Data to use →
───

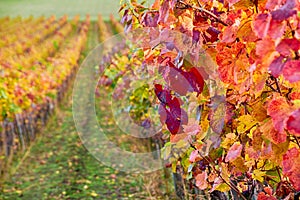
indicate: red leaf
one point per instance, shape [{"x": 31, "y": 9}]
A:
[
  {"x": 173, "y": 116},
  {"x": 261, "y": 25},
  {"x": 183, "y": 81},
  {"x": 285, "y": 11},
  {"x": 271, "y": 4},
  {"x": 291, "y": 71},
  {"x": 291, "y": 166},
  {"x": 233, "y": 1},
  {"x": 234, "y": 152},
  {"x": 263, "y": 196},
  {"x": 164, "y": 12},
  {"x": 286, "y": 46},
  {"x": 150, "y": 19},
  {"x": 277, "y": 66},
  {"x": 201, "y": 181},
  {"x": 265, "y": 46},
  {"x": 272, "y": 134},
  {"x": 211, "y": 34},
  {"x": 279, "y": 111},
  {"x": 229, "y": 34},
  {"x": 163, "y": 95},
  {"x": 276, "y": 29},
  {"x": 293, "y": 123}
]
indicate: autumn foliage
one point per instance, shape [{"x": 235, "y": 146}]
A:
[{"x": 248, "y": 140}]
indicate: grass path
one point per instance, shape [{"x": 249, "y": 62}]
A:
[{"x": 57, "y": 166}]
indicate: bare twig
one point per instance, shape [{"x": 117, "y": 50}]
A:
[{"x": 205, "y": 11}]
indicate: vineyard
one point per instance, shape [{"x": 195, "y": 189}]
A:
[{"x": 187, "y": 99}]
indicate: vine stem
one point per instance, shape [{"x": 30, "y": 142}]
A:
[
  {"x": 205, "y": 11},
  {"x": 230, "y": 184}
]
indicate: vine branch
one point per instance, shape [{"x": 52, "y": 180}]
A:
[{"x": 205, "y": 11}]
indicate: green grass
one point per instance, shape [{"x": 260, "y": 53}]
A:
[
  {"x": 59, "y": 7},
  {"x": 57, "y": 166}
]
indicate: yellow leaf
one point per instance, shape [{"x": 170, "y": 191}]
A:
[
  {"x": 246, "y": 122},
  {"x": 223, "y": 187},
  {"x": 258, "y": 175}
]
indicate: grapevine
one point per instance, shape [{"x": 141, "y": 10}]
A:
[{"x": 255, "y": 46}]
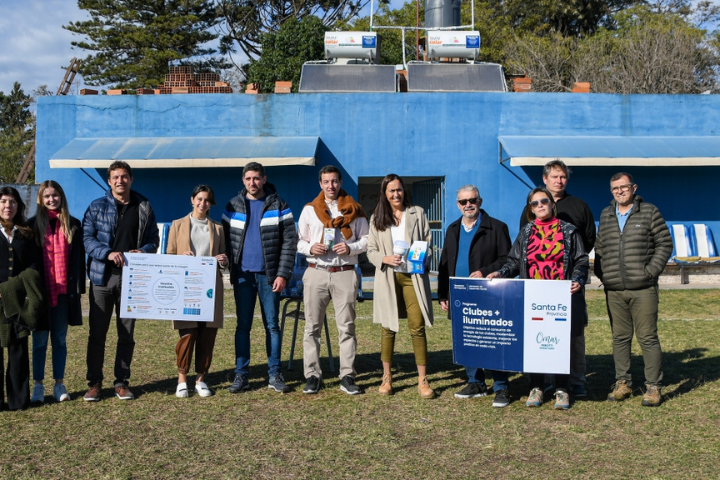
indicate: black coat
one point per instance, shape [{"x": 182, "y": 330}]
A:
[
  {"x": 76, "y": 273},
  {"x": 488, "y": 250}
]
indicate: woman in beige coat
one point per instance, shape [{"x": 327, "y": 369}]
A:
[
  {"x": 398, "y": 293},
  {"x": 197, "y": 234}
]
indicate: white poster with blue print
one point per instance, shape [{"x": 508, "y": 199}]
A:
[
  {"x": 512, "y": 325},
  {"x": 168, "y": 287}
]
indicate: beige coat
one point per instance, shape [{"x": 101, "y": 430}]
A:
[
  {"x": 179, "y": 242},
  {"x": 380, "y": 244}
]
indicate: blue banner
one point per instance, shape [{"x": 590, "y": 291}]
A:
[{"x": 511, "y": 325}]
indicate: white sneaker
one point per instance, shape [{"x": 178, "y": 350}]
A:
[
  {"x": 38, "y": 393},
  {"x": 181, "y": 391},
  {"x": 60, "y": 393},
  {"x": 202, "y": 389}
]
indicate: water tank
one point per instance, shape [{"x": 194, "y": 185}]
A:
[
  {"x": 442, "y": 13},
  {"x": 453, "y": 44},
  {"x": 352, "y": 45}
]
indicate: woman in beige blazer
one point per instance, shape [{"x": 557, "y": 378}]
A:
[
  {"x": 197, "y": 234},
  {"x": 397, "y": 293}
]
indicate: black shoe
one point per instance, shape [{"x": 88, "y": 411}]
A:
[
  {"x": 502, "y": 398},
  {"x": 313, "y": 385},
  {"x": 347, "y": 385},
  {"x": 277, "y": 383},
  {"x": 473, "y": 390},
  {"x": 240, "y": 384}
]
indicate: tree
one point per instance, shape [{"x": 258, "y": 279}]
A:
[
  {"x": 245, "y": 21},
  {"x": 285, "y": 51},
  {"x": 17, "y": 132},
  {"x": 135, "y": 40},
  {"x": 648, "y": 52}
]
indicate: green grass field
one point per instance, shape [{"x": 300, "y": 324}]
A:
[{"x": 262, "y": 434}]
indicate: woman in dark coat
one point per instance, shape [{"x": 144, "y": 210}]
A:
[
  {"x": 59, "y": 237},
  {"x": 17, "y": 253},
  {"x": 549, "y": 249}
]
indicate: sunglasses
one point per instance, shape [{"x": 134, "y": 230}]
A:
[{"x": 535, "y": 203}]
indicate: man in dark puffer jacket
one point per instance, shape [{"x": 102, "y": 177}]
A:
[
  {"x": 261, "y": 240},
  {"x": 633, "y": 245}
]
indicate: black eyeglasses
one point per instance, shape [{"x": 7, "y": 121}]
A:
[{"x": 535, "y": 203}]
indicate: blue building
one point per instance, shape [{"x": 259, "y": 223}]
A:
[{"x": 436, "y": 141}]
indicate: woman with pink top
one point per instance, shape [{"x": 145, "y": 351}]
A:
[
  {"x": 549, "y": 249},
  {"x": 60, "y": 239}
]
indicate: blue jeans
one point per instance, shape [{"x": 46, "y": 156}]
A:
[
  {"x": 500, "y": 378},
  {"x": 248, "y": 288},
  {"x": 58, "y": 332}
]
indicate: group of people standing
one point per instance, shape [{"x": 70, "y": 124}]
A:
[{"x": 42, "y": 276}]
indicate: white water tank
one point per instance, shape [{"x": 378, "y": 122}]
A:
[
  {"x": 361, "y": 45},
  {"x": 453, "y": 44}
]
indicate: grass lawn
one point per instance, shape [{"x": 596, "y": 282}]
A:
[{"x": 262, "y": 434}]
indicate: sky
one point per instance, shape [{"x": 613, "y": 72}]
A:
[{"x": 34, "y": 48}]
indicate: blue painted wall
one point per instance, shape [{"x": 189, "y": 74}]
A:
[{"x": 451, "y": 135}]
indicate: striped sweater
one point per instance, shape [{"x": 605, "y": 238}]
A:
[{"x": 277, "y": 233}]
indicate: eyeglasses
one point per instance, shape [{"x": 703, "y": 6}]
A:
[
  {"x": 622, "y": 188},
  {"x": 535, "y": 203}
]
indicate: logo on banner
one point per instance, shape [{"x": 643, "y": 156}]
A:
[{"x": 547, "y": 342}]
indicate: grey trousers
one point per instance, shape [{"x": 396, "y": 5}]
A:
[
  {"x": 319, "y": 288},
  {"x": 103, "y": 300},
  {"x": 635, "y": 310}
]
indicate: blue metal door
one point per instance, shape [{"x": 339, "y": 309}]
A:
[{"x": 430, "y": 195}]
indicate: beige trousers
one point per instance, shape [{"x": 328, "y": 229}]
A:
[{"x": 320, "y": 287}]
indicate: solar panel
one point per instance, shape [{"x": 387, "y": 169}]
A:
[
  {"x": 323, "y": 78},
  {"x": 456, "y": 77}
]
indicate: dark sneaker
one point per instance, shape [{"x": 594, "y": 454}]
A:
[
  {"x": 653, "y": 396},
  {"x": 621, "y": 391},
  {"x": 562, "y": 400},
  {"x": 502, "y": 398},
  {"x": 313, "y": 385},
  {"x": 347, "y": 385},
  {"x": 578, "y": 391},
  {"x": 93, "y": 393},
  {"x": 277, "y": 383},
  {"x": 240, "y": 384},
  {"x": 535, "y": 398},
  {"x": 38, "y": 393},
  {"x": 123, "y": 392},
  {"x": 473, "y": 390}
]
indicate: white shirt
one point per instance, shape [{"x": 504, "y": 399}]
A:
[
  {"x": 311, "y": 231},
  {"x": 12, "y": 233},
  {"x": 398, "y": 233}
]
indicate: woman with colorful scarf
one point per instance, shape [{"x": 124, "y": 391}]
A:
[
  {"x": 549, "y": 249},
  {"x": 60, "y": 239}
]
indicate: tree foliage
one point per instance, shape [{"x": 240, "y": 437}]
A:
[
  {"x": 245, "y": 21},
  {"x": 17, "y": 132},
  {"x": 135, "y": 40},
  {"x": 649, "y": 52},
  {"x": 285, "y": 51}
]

───

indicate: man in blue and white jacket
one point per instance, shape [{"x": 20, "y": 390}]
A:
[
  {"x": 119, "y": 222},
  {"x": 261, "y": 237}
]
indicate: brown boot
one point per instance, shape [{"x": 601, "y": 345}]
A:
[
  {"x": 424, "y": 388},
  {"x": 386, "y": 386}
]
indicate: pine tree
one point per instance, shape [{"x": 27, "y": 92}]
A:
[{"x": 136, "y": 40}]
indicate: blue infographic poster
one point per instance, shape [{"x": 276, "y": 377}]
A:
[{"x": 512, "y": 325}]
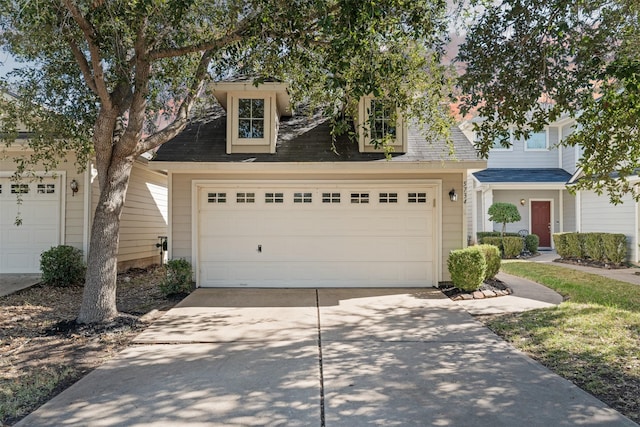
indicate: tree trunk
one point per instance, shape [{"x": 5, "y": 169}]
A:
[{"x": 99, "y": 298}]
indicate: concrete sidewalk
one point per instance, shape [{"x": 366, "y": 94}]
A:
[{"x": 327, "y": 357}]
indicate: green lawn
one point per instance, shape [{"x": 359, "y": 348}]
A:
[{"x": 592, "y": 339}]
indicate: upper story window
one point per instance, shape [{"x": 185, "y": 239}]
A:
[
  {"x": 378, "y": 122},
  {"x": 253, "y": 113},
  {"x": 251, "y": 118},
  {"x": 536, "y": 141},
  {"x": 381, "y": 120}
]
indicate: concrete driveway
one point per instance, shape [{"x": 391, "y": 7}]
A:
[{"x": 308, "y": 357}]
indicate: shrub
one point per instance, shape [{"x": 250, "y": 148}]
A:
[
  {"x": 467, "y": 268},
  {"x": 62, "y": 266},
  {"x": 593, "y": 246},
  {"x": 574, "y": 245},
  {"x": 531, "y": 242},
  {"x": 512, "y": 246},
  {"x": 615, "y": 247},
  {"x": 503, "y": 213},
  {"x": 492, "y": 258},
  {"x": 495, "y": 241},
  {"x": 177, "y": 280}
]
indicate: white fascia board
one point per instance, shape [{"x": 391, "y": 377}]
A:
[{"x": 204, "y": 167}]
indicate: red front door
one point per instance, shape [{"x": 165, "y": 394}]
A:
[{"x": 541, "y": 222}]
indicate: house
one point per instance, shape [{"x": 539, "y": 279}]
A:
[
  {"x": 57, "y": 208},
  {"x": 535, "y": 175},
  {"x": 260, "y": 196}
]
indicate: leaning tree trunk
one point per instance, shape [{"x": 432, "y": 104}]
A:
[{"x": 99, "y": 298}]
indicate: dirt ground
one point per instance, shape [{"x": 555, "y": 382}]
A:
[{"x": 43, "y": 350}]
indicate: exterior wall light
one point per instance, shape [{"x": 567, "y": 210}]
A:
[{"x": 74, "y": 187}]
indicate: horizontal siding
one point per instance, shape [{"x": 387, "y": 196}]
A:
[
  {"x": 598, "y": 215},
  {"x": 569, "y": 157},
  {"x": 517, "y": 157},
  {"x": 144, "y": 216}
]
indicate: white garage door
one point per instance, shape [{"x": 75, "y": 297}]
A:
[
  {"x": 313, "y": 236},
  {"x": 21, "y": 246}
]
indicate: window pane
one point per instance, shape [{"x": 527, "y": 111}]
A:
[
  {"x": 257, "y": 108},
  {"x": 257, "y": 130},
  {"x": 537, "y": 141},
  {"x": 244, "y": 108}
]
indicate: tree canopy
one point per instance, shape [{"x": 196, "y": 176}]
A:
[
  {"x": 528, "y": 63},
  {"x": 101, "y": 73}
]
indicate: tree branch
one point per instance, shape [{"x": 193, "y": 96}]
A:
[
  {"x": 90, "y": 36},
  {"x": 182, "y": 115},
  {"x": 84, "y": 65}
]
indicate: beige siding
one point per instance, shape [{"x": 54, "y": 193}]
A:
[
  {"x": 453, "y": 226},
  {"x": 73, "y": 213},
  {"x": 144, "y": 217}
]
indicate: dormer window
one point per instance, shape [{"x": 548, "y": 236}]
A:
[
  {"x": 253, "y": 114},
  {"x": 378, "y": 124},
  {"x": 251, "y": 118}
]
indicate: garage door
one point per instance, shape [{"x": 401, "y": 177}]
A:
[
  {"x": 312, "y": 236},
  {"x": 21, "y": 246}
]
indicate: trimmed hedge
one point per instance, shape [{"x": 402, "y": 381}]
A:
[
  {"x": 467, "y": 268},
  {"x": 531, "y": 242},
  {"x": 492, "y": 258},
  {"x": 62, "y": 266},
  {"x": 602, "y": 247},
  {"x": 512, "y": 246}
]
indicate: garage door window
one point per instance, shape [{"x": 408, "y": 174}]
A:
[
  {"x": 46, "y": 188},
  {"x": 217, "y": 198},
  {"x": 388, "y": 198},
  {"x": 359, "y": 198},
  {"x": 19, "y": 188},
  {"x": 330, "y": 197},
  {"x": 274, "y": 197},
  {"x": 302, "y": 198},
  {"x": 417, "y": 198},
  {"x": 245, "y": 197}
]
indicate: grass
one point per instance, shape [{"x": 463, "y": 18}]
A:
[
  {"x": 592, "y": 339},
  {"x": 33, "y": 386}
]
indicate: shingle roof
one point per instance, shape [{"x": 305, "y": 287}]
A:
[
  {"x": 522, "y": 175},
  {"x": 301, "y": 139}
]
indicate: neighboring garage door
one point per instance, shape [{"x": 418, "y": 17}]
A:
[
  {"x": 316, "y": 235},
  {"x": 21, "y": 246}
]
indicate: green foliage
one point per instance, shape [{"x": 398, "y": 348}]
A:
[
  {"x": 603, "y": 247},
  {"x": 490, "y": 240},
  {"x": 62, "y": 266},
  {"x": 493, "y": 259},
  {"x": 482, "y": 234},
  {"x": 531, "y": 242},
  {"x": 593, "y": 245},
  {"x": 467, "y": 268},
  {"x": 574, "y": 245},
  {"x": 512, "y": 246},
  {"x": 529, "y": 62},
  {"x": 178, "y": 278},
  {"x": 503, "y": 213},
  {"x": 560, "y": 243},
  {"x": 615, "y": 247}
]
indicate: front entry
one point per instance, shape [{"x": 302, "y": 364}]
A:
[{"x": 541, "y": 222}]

───

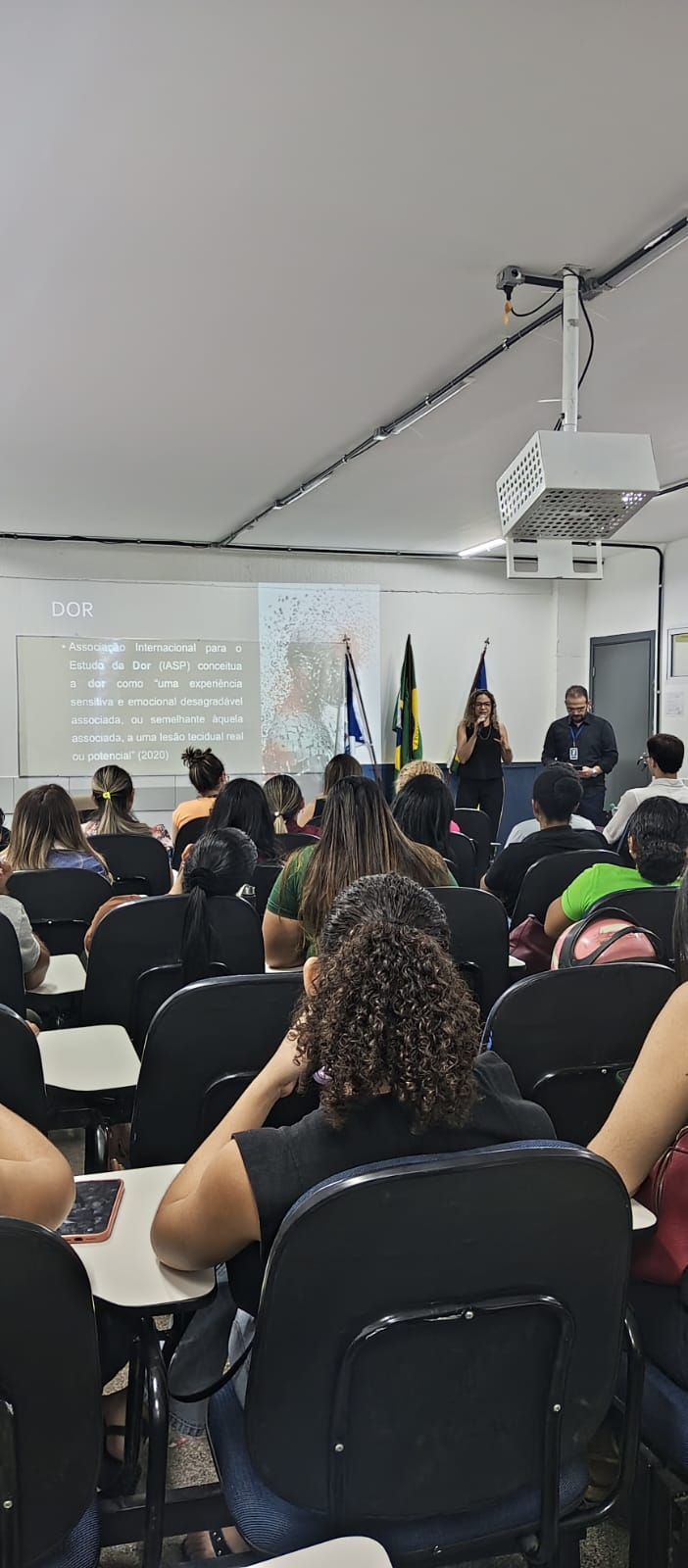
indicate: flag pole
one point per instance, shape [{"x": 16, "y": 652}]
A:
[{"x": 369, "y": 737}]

───

Task directions →
Using the listing above, return all lines where the word "sneaker" occurs.

Completed task →
indicate: white sneaker
indicate: dark sneaker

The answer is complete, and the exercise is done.